> _Document source_:
..........
Même si beaucoup pestent contre leurs logiciels, qui voudrait revenir au temps où la mémoire était dans les dossiers papiers et les articles à garder découpés dans les revues? Il est clair que le cerveau médical ne peut contenir toutes les connaissances, et que l’évolution de la médecine rend vite obsolètes les acquis de fac. Les patients cherchent sur la toile, utilisent les réseaux pour communiquer, les réticences des médecins questionnent. La complexité des échanges entre praticiens, les petits réseaux dysfonctionnels font perdre du temps à la fois au patient et aux soignants
Dans la case numérique, comprenons aussi le dossier médical partagé. Je n’ai jamais compris le refus des médecins de s’y pencher, alors même que le dossier patient est la prérogative du médecin. N’aurait-il pas été plus logique d’accepter de participer à sa construction moyennant rémunération, plutôt que de finalement se le voir imposer et sans contrepartie. Là encore, d’autres professionnels ont su négocier des honoraires de remplissage du dossier en ligne, tandis que les médecins, obstinément dans le front du refus, n’ont rien demandé et donc rien obtenu, sauf d’y être obligés…
Toujours en numérique, quel étonnement de voir un rejet souvent hautain et dédaigneux de la téléconsultation, au nom du sacro-saint examen clinique. Alors que dans la pratique l’examen clinique complet n’existe plus, remplacé par un examen sommaire, voire par l’absence d’examen (celui qui a toujours été examiné en consultation peut me contacter). La médecine à distance fait partie des demandes sociétales auxquelles les médecins vont devoir s’adapter. Pourquoi le faire à contrecœur, pourquoi subir les règles qui seront imposées, au lieu d’en fixer soi-même les modèles de fonctionnement ? .
..........
> _Consigne_: D'après le texte sur les médecins et le numérique, qu'ont obtenu les médecins en refusant de participer au dossier médical partagé ?

> _Données fournies_:
..........
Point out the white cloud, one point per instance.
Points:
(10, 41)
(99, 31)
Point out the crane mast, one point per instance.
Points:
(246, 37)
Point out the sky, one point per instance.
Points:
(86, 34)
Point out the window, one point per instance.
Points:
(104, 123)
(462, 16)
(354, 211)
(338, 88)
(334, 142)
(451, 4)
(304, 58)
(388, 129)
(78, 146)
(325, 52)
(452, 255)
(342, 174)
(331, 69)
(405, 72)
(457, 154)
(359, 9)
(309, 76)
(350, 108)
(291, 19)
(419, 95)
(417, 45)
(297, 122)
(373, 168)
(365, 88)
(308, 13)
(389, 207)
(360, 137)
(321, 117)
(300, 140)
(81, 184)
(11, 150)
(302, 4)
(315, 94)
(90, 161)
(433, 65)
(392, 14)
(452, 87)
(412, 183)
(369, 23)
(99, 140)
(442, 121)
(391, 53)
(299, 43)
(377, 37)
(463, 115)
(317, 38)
..........
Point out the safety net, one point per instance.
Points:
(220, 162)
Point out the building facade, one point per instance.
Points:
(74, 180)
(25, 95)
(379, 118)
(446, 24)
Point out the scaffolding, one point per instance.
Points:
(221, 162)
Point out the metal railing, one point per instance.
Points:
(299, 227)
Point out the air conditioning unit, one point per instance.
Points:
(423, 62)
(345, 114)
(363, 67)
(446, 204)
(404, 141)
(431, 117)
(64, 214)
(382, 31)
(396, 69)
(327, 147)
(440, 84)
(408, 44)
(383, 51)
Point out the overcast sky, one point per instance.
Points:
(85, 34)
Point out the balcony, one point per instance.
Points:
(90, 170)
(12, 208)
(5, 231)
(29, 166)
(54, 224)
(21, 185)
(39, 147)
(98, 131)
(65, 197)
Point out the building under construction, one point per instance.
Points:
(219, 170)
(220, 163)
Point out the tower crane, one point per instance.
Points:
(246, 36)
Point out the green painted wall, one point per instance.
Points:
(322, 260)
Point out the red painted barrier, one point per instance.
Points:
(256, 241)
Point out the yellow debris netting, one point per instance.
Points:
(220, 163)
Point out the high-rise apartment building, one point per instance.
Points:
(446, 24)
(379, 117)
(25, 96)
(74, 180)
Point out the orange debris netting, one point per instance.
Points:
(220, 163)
..........
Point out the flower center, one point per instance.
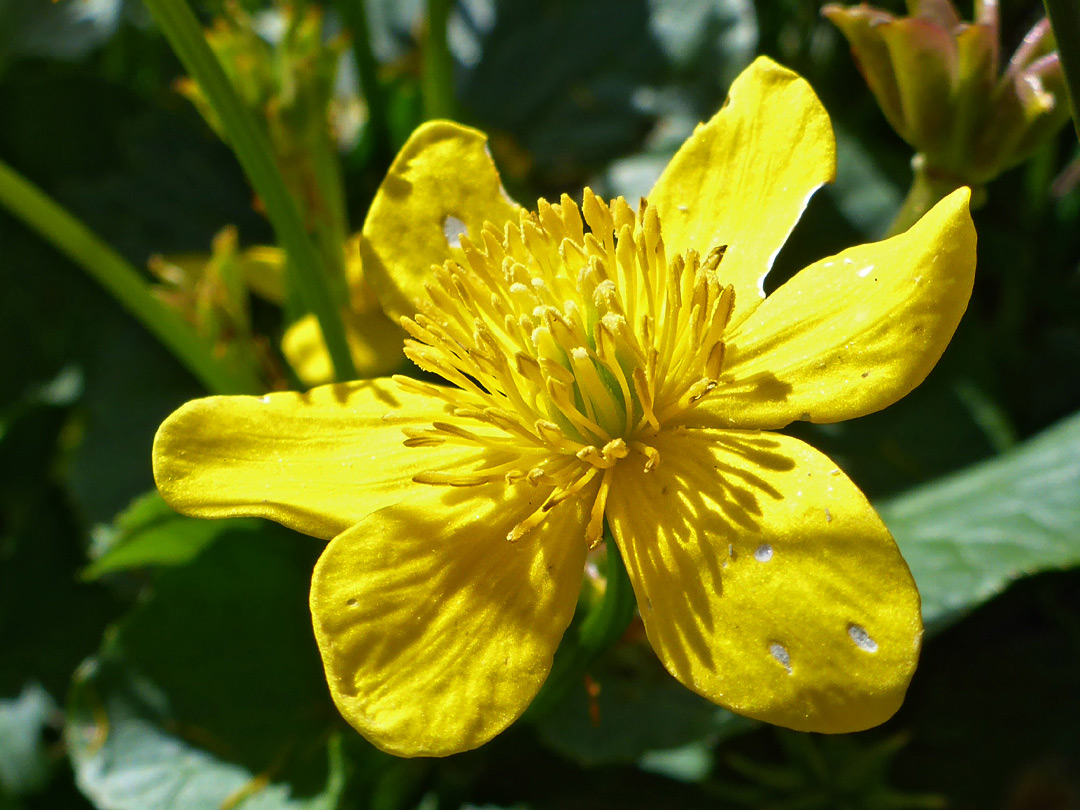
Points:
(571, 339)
..........
> _Réponse_: Rien, sauf d'être obligés d'y participer.